Requirement: From the rows below, pick out each line containing the word "handbag" and copy it.

Data rows:
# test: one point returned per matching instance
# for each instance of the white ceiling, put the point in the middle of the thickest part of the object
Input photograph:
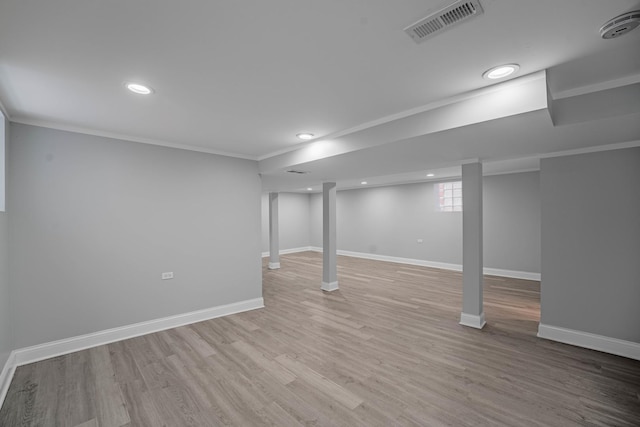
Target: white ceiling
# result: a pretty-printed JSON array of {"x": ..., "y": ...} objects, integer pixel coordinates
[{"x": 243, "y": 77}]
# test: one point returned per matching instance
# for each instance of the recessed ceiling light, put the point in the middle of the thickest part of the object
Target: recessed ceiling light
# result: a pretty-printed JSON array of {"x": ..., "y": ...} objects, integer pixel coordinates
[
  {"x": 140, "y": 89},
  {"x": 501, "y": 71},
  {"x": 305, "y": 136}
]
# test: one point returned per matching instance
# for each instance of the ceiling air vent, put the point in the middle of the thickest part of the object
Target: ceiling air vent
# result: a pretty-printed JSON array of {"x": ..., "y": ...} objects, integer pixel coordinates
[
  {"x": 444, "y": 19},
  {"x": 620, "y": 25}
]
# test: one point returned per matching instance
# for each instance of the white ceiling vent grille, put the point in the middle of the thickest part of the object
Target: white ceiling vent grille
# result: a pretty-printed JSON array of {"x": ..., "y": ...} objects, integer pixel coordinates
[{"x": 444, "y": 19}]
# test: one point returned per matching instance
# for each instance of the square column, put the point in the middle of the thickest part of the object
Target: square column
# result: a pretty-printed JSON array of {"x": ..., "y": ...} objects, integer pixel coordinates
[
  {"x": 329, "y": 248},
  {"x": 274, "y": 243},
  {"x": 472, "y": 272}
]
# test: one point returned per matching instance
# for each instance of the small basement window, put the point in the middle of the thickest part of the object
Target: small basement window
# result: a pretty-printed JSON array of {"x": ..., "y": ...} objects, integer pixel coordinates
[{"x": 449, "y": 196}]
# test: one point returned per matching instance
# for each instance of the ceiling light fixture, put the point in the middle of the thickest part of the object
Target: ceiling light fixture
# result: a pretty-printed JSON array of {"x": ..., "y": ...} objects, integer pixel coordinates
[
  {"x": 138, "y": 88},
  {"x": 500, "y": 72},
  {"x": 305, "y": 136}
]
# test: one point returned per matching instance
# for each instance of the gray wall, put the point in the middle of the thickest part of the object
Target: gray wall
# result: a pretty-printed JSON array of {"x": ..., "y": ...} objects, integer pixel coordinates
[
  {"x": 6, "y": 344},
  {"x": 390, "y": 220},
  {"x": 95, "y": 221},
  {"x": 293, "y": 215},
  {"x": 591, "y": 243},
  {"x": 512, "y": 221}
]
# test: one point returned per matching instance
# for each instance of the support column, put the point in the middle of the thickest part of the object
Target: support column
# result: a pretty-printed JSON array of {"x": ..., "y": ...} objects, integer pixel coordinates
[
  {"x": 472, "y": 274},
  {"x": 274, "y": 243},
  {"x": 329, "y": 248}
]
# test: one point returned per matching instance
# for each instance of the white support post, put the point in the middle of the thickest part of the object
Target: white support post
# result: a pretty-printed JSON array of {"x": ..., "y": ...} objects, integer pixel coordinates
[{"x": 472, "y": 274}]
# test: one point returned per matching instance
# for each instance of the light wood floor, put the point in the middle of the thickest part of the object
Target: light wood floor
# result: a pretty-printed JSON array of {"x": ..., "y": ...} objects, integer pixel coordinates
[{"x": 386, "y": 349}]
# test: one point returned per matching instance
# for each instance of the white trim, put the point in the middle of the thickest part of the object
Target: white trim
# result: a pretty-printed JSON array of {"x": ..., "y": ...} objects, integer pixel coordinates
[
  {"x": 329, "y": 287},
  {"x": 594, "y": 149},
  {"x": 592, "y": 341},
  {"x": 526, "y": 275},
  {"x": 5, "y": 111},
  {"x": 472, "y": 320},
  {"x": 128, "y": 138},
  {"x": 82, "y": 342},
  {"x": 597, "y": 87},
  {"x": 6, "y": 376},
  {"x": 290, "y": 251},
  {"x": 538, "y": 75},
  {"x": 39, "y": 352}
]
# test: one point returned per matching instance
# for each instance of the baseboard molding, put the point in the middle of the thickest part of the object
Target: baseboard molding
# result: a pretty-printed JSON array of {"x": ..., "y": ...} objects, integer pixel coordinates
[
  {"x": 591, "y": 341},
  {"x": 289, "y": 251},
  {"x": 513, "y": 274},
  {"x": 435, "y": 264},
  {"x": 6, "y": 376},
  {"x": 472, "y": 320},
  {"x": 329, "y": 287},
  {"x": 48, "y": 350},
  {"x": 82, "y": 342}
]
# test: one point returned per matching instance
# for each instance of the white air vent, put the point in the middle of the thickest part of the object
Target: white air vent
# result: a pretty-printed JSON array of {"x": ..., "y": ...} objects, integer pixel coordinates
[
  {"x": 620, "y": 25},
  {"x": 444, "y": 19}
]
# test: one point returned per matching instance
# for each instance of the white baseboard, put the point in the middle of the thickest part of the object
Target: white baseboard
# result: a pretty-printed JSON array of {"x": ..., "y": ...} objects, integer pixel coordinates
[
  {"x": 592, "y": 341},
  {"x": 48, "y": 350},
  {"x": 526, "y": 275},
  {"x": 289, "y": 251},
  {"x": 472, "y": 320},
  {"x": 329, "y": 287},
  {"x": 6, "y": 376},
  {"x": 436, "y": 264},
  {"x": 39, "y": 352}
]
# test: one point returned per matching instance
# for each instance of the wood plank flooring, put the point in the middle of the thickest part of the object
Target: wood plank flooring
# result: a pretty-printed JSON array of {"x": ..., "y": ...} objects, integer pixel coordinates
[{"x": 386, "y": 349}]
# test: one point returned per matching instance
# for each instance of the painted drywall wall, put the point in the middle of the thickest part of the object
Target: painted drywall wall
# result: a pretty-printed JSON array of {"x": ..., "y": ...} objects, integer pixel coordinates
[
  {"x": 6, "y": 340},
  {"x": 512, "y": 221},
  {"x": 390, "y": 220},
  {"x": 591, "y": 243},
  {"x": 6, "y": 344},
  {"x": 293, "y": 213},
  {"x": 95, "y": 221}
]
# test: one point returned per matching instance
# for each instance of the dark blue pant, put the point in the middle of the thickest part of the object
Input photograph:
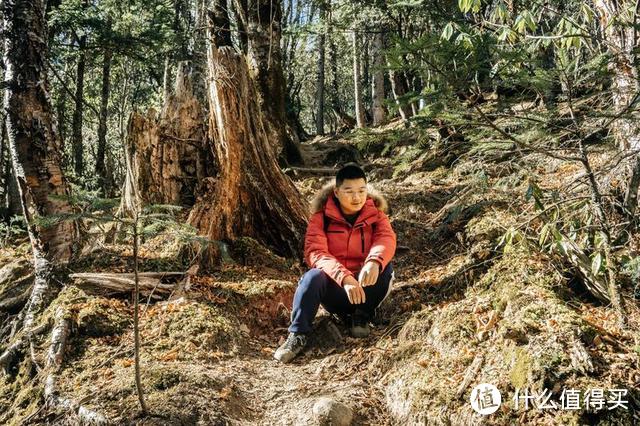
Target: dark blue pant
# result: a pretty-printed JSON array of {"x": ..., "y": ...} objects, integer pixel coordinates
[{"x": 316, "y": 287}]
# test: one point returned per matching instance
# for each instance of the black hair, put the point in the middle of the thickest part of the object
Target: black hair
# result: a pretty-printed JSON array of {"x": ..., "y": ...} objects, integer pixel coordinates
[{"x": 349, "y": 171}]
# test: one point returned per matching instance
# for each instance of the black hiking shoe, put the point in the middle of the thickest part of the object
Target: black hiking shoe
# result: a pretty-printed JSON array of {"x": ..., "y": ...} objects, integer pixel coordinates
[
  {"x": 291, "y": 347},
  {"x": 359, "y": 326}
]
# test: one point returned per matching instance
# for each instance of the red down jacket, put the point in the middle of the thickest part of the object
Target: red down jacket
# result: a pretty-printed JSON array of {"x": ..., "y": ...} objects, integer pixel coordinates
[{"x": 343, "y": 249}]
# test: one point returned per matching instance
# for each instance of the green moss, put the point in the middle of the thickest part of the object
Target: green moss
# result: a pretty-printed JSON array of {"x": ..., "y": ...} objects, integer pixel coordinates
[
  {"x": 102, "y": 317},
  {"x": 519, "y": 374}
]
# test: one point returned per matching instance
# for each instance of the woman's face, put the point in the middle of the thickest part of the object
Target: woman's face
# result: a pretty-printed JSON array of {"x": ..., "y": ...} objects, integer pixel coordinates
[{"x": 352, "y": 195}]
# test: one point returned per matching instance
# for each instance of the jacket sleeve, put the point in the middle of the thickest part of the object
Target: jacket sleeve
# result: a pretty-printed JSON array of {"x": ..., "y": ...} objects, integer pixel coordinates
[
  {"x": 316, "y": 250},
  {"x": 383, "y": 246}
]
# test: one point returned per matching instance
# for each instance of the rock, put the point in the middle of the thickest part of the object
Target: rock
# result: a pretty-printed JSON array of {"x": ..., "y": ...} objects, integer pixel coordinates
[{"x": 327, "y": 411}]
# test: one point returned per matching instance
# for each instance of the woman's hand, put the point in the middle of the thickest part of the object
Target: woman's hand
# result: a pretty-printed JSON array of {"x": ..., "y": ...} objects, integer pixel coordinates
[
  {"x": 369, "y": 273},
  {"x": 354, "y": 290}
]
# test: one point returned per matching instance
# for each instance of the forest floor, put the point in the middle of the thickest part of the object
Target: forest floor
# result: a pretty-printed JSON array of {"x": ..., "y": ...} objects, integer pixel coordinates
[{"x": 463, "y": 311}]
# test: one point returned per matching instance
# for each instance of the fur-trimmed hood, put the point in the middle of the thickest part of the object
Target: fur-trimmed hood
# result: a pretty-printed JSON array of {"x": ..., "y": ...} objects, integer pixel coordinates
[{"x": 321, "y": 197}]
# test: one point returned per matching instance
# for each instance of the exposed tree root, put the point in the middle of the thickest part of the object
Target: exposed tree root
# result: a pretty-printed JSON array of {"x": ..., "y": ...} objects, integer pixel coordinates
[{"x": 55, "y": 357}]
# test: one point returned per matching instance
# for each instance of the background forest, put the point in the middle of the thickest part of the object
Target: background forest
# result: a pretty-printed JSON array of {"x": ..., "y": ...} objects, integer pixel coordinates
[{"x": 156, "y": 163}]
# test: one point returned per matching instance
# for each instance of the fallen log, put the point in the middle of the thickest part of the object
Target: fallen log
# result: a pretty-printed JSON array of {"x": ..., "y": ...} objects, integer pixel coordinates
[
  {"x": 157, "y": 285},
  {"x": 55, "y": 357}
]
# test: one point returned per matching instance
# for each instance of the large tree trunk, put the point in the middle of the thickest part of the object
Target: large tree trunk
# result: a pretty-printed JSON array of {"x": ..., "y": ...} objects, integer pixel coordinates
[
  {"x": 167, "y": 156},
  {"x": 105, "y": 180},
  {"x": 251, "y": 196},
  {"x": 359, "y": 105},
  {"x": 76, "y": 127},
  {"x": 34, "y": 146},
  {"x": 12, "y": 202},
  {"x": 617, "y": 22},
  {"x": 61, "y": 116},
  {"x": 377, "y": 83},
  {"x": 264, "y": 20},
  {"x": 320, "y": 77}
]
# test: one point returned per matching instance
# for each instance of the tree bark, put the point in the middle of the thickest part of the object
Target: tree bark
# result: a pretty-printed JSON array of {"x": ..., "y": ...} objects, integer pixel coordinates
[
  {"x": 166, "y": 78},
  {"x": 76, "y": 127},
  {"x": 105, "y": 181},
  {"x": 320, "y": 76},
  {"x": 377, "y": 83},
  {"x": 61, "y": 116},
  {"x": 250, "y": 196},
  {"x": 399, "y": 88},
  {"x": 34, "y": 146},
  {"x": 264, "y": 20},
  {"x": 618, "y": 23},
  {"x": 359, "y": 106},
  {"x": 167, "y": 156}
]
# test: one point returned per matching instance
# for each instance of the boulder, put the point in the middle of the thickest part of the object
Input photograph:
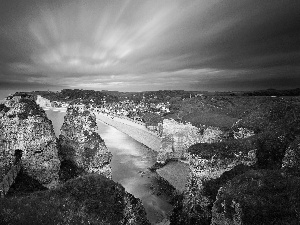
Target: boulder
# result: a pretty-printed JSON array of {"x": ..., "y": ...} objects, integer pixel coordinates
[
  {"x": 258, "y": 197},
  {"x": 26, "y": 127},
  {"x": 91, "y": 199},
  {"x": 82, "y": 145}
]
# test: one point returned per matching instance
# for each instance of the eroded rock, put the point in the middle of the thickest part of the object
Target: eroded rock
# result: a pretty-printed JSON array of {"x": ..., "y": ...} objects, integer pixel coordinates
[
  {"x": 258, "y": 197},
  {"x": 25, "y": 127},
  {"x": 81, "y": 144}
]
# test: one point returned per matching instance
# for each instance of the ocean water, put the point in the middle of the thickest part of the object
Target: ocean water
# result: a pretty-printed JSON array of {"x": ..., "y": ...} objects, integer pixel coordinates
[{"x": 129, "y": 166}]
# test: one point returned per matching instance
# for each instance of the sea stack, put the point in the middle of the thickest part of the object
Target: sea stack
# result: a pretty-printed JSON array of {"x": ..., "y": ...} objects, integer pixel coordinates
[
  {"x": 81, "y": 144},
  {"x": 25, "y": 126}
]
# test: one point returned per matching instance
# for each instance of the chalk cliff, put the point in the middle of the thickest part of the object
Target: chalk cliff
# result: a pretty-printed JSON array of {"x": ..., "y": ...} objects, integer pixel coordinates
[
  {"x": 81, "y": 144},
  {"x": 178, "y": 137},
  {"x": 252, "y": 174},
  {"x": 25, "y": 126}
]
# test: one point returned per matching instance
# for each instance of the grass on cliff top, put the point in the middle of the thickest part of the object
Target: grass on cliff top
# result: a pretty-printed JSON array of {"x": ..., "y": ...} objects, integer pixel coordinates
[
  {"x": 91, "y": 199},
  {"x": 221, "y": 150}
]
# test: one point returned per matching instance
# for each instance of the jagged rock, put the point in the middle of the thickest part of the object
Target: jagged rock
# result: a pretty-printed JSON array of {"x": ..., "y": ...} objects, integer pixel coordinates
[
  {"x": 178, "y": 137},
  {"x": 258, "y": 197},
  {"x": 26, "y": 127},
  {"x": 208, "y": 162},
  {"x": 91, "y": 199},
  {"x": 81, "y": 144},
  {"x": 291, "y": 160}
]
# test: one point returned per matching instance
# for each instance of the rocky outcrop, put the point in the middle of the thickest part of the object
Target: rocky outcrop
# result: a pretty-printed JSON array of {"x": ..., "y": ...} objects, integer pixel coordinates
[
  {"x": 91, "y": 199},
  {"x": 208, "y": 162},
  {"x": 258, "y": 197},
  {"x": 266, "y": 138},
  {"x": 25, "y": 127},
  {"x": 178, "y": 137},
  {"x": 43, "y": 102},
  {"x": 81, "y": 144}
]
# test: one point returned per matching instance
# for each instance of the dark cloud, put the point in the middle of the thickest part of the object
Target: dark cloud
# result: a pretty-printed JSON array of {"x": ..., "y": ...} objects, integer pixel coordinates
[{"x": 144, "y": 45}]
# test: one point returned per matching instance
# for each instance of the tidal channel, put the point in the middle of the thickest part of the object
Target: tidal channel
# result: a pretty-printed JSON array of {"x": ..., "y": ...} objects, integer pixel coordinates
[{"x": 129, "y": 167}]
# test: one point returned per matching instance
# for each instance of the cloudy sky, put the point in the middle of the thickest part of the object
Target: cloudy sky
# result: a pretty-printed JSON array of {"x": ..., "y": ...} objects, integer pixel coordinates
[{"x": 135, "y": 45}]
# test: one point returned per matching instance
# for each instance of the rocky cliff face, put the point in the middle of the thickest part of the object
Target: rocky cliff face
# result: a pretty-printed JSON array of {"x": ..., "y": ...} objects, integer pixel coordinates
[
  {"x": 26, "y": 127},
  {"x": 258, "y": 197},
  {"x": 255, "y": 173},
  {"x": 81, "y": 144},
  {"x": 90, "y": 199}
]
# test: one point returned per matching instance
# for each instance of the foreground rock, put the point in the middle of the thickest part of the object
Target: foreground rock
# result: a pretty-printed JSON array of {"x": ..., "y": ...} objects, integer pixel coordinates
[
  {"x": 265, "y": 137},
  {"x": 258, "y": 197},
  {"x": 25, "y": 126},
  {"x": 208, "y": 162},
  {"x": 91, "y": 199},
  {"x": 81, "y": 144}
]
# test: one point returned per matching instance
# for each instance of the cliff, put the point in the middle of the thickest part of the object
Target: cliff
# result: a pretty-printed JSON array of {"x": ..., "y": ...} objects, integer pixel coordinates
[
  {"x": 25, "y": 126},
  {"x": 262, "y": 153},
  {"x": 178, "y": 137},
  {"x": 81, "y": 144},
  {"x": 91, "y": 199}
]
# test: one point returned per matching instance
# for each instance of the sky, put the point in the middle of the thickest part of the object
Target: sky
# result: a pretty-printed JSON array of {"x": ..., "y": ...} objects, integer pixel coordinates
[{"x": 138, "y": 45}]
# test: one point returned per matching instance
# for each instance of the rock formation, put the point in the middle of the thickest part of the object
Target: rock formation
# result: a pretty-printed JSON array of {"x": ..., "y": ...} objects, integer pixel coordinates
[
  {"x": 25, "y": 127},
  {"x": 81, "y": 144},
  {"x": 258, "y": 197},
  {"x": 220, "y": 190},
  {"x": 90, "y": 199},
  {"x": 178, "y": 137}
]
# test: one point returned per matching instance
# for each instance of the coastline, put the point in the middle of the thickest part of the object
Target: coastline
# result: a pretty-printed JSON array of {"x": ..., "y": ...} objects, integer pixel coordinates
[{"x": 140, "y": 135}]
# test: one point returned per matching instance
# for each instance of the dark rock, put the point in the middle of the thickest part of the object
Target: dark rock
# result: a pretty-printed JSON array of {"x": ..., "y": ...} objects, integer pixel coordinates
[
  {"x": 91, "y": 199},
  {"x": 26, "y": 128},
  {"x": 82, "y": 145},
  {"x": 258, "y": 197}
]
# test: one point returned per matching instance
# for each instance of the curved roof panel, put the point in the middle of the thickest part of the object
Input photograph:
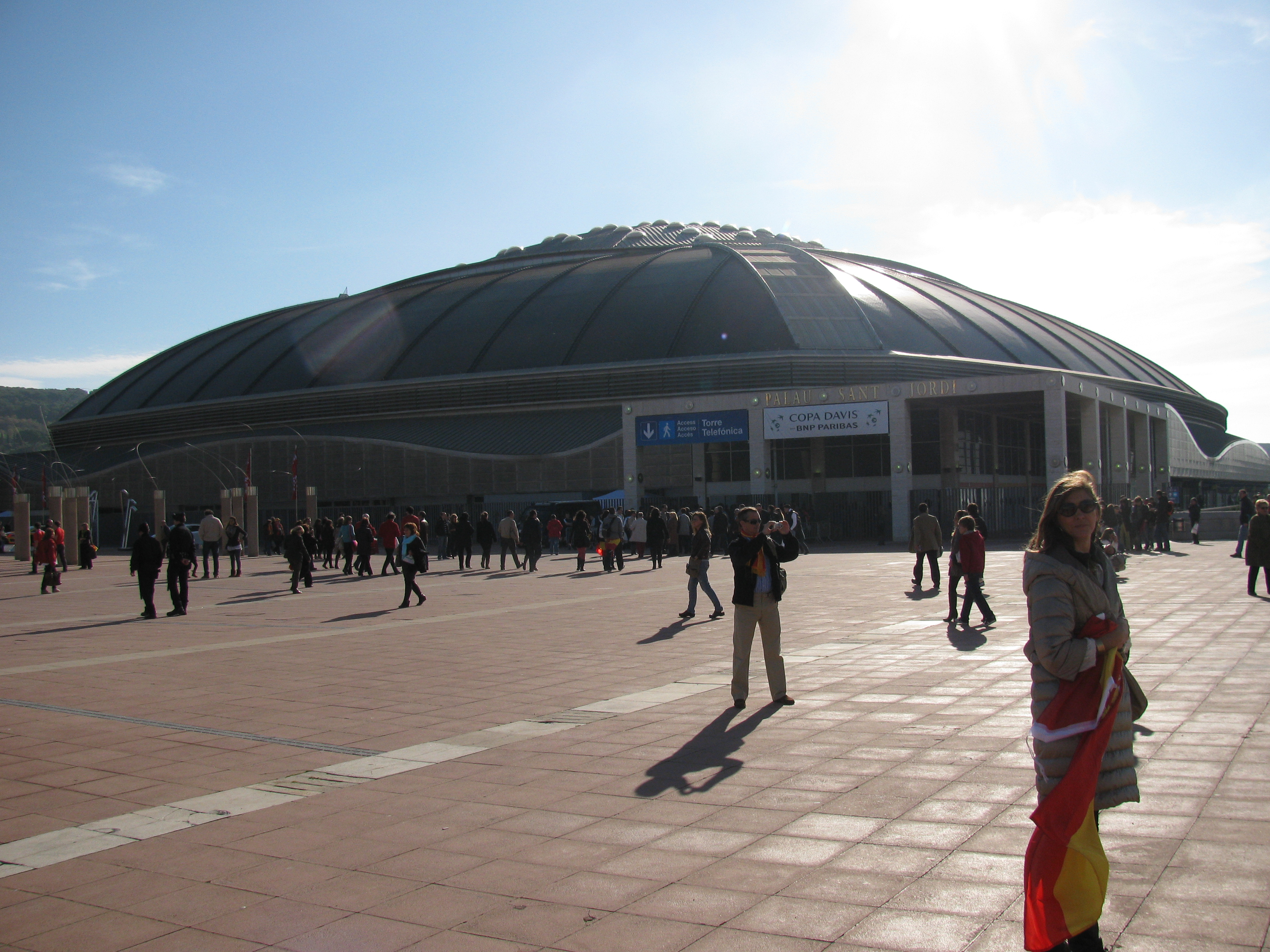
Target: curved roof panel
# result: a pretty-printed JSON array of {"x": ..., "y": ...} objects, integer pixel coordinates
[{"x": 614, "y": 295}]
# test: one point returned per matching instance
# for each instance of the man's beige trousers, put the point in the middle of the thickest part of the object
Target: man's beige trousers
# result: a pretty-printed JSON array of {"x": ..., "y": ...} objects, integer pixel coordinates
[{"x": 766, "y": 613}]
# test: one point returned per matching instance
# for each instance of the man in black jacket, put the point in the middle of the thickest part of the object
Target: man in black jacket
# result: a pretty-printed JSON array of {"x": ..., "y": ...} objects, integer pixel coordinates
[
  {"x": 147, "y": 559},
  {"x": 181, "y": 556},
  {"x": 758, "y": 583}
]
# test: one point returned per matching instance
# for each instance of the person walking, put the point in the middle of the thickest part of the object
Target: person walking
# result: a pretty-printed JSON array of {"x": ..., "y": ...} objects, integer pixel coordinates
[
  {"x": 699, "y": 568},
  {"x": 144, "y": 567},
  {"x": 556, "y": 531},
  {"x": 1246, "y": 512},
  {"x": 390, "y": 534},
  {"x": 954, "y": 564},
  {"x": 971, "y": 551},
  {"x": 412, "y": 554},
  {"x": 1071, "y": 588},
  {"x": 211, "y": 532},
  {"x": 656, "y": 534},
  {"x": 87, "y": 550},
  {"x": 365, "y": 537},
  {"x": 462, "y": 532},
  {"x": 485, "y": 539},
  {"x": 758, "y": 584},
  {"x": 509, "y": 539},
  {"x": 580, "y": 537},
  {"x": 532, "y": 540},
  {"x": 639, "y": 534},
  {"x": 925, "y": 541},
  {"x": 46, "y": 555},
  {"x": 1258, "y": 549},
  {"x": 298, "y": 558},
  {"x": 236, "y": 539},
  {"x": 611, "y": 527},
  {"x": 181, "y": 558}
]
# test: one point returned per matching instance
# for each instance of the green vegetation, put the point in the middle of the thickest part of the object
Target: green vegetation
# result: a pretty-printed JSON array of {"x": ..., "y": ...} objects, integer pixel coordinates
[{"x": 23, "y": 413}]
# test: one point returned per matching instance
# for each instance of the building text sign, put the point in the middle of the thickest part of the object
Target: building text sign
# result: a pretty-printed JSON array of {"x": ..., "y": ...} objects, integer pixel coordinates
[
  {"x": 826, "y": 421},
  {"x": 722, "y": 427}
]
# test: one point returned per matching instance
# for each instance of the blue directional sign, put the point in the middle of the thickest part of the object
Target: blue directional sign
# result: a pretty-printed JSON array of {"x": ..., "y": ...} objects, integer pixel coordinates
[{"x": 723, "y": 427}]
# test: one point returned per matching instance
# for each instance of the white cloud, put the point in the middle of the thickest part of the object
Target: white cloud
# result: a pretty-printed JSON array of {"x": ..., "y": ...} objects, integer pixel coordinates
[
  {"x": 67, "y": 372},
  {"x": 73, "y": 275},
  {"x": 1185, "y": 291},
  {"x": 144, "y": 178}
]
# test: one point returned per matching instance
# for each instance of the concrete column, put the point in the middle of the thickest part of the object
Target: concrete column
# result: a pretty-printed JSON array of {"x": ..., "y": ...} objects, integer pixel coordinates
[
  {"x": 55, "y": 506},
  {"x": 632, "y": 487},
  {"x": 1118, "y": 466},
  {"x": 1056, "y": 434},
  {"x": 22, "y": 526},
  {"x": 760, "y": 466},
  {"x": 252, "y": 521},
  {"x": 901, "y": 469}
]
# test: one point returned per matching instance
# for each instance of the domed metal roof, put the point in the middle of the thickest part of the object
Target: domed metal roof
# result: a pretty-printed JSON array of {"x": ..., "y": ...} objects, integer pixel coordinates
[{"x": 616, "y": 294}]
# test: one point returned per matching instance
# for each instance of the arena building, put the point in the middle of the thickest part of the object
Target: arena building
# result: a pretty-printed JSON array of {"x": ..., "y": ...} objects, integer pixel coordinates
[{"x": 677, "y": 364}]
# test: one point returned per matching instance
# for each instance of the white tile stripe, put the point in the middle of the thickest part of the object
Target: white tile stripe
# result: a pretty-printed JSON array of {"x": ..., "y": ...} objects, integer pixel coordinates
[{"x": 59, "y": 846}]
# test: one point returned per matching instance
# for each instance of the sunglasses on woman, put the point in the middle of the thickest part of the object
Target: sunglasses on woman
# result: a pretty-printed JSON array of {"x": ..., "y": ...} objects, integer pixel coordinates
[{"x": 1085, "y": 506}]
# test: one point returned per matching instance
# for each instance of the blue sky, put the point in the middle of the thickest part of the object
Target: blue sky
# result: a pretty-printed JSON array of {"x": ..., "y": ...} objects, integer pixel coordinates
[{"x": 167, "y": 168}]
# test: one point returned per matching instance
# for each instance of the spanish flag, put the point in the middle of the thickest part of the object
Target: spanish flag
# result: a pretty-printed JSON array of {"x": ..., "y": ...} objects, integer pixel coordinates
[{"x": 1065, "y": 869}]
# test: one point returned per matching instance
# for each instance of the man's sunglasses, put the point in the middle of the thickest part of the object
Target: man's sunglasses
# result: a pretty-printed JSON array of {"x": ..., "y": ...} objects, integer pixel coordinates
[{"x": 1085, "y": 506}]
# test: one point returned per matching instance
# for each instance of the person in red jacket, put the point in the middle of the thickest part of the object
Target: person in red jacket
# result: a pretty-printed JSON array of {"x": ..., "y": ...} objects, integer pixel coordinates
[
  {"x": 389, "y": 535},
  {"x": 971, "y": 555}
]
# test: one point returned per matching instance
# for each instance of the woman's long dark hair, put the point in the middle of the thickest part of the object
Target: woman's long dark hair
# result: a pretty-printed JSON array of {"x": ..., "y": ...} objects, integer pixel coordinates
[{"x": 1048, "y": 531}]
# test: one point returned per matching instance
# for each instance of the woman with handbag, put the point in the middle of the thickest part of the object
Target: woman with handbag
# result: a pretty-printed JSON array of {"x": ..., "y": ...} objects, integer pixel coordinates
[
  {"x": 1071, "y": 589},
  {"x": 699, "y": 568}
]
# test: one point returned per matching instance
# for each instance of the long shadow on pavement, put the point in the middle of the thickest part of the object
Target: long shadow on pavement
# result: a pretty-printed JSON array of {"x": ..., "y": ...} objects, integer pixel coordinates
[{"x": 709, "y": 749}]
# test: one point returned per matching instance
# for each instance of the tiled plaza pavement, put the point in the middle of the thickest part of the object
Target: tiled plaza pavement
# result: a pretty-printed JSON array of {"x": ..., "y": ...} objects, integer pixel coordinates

Finished exercise:
# for each instance of the woman with handbag, put the point in the middle of the thickest part of the object
Target: woman with handbag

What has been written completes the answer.